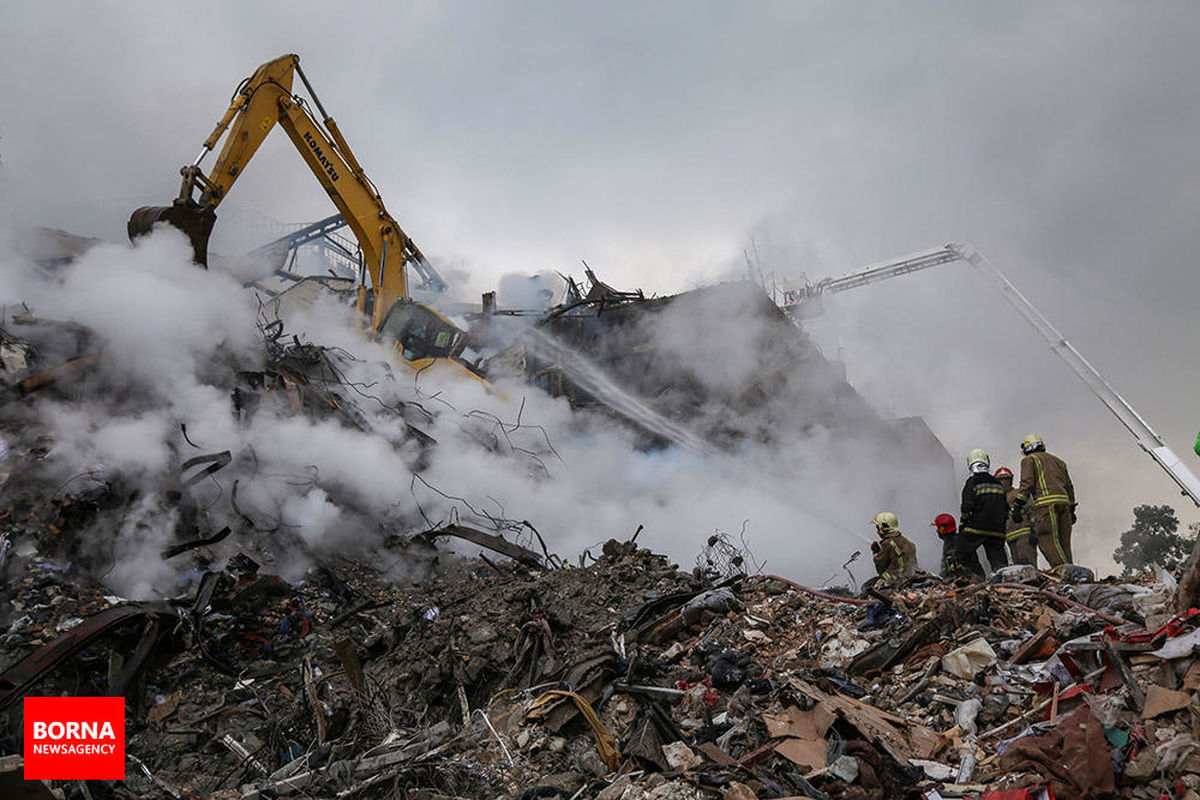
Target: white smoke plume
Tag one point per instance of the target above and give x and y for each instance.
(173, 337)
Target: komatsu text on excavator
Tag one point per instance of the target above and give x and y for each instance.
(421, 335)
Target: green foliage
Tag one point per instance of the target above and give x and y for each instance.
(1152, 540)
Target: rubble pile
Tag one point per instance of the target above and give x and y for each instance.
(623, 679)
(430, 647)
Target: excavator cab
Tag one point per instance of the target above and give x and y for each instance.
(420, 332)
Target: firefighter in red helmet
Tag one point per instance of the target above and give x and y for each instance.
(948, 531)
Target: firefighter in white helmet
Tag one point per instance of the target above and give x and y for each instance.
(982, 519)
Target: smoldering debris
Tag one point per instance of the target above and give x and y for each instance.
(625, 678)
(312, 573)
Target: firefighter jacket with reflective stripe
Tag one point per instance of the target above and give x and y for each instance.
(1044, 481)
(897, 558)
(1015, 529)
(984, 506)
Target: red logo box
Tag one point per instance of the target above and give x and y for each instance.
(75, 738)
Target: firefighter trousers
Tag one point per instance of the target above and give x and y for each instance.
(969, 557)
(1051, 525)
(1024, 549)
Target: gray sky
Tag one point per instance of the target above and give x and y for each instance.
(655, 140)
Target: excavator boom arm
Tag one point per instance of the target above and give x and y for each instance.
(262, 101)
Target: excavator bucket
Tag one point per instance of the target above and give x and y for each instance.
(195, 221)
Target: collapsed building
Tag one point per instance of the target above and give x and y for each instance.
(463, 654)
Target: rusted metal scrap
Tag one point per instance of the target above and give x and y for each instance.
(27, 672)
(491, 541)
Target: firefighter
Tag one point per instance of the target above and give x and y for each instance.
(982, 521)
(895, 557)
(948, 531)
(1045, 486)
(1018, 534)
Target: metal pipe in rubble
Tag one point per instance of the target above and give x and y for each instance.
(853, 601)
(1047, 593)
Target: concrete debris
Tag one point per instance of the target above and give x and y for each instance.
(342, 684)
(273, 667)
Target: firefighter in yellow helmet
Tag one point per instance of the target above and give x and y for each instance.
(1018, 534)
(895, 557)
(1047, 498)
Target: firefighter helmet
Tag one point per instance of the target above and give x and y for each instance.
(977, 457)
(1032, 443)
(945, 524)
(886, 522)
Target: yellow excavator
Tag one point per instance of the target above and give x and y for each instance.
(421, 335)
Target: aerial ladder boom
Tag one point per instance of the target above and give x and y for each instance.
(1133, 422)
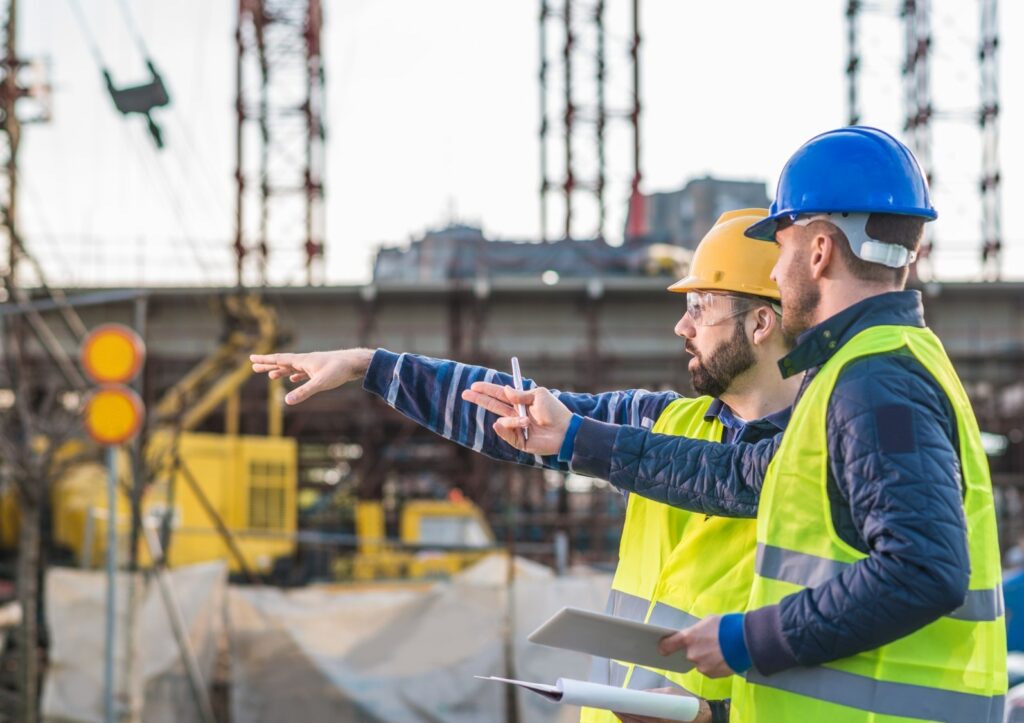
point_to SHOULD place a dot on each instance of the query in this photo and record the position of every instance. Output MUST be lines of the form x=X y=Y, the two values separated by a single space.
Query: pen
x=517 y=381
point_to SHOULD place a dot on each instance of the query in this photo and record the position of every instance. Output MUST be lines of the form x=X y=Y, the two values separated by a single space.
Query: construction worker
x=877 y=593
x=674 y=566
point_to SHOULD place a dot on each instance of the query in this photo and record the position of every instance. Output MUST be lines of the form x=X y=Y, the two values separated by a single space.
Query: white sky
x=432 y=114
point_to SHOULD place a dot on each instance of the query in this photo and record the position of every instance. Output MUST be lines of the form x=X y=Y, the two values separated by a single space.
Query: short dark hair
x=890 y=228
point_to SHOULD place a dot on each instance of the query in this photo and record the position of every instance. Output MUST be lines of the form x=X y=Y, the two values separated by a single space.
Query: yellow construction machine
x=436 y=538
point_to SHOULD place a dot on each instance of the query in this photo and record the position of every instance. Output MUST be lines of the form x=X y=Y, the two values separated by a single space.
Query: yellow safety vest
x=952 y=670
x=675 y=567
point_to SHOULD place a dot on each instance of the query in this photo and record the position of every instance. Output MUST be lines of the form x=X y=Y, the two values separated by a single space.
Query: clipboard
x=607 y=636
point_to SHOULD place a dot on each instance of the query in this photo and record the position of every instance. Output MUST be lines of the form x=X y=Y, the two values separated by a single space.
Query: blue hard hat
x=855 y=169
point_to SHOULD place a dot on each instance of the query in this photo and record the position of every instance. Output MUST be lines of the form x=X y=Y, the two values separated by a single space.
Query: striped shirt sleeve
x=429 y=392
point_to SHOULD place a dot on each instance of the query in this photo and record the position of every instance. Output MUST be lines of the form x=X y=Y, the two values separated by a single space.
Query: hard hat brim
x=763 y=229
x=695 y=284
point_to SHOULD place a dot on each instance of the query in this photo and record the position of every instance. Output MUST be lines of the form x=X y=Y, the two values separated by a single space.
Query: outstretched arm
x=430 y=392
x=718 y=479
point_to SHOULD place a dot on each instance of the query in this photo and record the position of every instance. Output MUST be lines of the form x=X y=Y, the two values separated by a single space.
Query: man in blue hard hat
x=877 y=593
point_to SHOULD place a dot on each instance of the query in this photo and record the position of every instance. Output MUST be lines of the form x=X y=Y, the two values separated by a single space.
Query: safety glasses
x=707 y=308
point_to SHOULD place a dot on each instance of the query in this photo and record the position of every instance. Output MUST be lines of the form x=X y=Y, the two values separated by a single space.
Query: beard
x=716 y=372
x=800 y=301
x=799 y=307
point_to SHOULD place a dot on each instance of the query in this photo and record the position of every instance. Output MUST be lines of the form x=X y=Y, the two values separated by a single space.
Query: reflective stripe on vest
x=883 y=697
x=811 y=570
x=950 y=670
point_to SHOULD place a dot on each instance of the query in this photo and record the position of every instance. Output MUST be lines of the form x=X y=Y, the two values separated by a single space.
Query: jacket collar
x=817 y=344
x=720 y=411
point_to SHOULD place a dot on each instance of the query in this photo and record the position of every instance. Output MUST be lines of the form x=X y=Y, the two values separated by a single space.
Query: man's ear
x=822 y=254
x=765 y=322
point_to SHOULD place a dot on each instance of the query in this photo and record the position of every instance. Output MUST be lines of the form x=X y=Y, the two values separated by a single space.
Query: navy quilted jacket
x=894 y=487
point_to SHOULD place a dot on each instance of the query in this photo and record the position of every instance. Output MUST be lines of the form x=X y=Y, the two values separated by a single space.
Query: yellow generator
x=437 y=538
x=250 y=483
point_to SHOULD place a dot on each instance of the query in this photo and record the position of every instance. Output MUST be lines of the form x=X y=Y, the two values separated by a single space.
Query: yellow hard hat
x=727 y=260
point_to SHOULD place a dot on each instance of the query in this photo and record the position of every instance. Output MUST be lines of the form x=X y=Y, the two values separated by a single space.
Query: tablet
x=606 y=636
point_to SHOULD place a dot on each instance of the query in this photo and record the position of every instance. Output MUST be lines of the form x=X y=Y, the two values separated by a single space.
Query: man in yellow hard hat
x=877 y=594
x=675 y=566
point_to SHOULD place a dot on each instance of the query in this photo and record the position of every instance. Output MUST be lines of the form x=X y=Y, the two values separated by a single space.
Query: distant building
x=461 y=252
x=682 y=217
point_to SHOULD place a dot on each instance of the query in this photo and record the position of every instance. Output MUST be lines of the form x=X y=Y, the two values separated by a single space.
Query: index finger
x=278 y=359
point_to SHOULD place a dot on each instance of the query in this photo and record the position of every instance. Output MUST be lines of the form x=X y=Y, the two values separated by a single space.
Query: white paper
....................
--- WHAT THIS TASK INVOLVES ---
Reproduce the records verbatim, omitting all images they contain.

--- TASK OUTPUT ---
Target: white smoke plume
Tag one point per instance of the target above and give x and y for each instance.
(173, 337)
Target: komatsu text on excavator
Tag one point per instance of the target above and give x and y for each instance.
(421, 335)
Target: green foliage
Tag one point per instance of the target above and give x and y for each instance.
(1152, 540)
Target: rubble pile
Tag one point per instance of the target above and give x and y for each instance.
(623, 679)
(430, 647)
Target: excavator cab
Tag one point per instance of the target above and give x and y for each instance.
(420, 332)
Target: firefighter in red helmet
Tag one point per instance of the target above and give x and y for each instance.
(948, 531)
Target: firefighter in white helmet
Tag one point per instance of the target above and give x and y for each instance.
(982, 519)
Target: smoldering debris
Tag one point per instance of the target above and give x and y for each instance.
(625, 678)
(312, 573)
Target: firefighter jacket with reflective stripe
Tag one point per instance of the target above and give x and y for each instance.
(1044, 481)
(897, 558)
(1015, 529)
(984, 506)
Target: red logo box
Tag one point per instance of the target above and give x and y for each instance.
(75, 738)
Target: firefighter trousers
Tag one point per instance of the target above and give x and y for each instance.
(969, 557)
(1051, 525)
(1024, 549)
Target: gray sky
Tag one point per instance of the target above and give x and y for each instance.
(655, 140)
Target: excavator boom arm
Tag one point per instance of the target above and give x and y for each instance.
(262, 101)
Target: excavator bucket
Tag one point per instance of the target above and give x and y for each instance.
(195, 221)
Target: collapsed building
Tag one point per instance of the target above and give x and y for each instance.
(463, 654)
Target: rusted metal scrap
Tag one point per instance of the target above and give x and y for each instance.
(27, 672)
(491, 541)
Target: firefighter
Tag one point per instance of the target above and give x and y for each instance.
(982, 521)
(895, 557)
(948, 531)
(1045, 486)
(1018, 534)
Target: metal pipe in rubble
Tag one point per instance of the target above and give x and y for each instance.
(853, 601)
(1047, 593)
Target: concrete debris
Tag one point per instance of the target above and give x and y for each instance.
(342, 684)
(273, 667)
Target: firefighter in yellow helmet
Tag one point per instance of the target above and give x and y for each instance.
(1018, 534)
(895, 557)
(1047, 498)
Target: firefighter helmet
Tag one point per instance of the target above and give x and y for each instance.
(977, 457)
(1032, 443)
(945, 524)
(886, 522)
Target: yellow excavator
Tag one point per instance of the target above and give x and y for each instance.
(421, 335)
Target: aerial ladder boom
Tag one point per instance of the target above and give x and y for each instance.
(1133, 422)
point_to SHOULD place a dot on each instance of the query in this photo and record the position of every instance. Output MUST be lines of the form x=X y=Y, the two values separated by a single space.
Query: pen
x=517 y=381
point_to SHOULD place a dot on each instance of the query in this photo and record the position of every instance. Output MUST be lines of the form x=X y=Y, the two values separated by a single space.
Query: construction worker
x=877 y=593
x=674 y=566
point_to SHOULD place a dot on each instance of the query in this photo and record the position of every instance. Output MUST be lines of the form x=X y=Y, the two values separated by a single space.
Query: white sky
x=432 y=114
point_to SHOULD place a dot on each instance of the query in this photo and record the position of every instance. Output MUST be lines of the form x=X y=Y, the two values separated by a single space.
Query: short dark hair
x=890 y=228
point_to SHOULD place a dot on each instance of the query in this photo and record the position of every instance. Output MUST be lines of the form x=X y=Y, the two values separated by a single space.
Query: yellow construction machine
x=436 y=538
point_to SHOULD place a dot on each instance of the query in this photo and record the position of every instance. Output MUST be lines of the form x=X y=Y, the two values separated by a single space.
Query: yellow safety vest
x=952 y=670
x=675 y=567
point_to SHOULD place a dot on each instance of the query in this photo and record the position of every instance. Output MUST be lines of the form x=X y=Y, the two values separated by a single space.
Query: clipboard
x=607 y=636
point_to SHOULD place a dot on each instance of the query in this photo and record the position of every instance. Output MUST be lines of the form x=X y=Y, the two values separated by a single space.
Query: blue hard hat
x=855 y=169
point_to SHOULD place a dot on each instance of the query in this photo and record the position of every instance. Output MUST be lines of the form x=X y=Y, the two values separated by a single space.
Query: striped shirt sleeve
x=429 y=392
point_to SHOULD place a dot on each instance of the query in this photo and record the position of every instance. Output MUST be lines of the form x=X y=Y, the two values separated by a single space.
Query: hard hat brim
x=763 y=229
x=695 y=284
point_to SHOULD place a dot on each instance of the query in this photo and record the position of every instance. Output MUST be lines of the form x=X y=Y, the two values separated by a single space.
Query: outstretched arm
x=430 y=392
x=718 y=479
point_to SHOULD place a dot on each instance of the query in this photo and record the position of every instance. Output MUST be lines of the form x=X y=Y, the two values separated by a single space.
Query: man in blue hard hat
x=877 y=593
point_to SHOULD place a dot on each instance of the query in this photo and record the position of every instance. Output MUST be lines of the form x=X y=Y, the two values separated by a single space.
Query: safety glasses
x=707 y=308
point_to SHOULD place a dot on each instance of the query in this photo and record the position of every instance. Output MUST be lines of the form x=X y=Y, the two values separated by a single space.
Query: beard
x=716 y=372
x=800 y=301
x=799 y=307
point_to SHOULD place a dot on each instance of the query in this photo and record the position of every instance. Output MUST be lines of the form x=X y=Y, the two values separated by a single space.
Query: reflective stripe on vest
x=883 y=697
x=811 y=570
x=950 y=670
point_to SHOULD place a dot on each instance of the query in this photo and record the position of every instance. Output MUST be lines of the form x=X y=Y, the two values separated by a single space.
Query: jacket collar
x=817 y=344
x=720 y=411
point_to SHOULD place a dot on each instance of the query in this photo and record the position of every instance. Output MUST be lines of the form x=X y=Y, the two values separated by a single space.
Query: man's ear
x=822 y=254
x=765 y=322
point_to SHOULD place a dot on each instance of the query in this photo and record the position of every instance. Output MUST be lines of the form x=X y=Y, the two values separated by a single space.
Query: navy quilted jacket
x=894 y=487
point_to SHOULD place a dot on each instance of the query in this photo and record the position of every instance. Output MUST be lines of the form x=X y=Y, the two values separated by a single space.
Query: yellow generator
x=437 y=538
x=250 y=483
point_to SHOULD place a dot on each instance of the query in this photo and record the position of every instance. Output MUST be lines of the form x=X y=Y, the two values separated by a single space.
Query: yellow hard hat
x=727 y=260
point_to SHOULD place a dot on each instance of the query in this photo and record the position of every instance. Output MUST be lines of the form x=X y=Y, the two values separated by a single space.
Query: tablet
x=606 y=636
point_to SHOULD place a dot on each instance of the query in this photo and record the position of every instance. Output MUST be lines of the form x=X y=Y, the two values separated by a single space.
Query: man in yellow hard hat
x=877 y=594
x=675 y=566
point_to SHOULD place a dot on each instance of the query in this photo and record the position of every instance. Output MUST be lines of the form x=X y=Y, the two values separated by a single space.
Query: distant building
x=461 y=252
x=682 y=217
point_to SHOULD place a dot on each instance of the query in this photo and record the position of every instance. Output MUST be lines of the form x=X y=Y, the two values separated by a single space.
Query: index finger
x=278 y=359
point_to SHOULD place a dot on each instance of the query in this photo and record the position of every instance. Output MUST be lines of the form x=X y=Y, the two values separated by a single space.
Query: white paper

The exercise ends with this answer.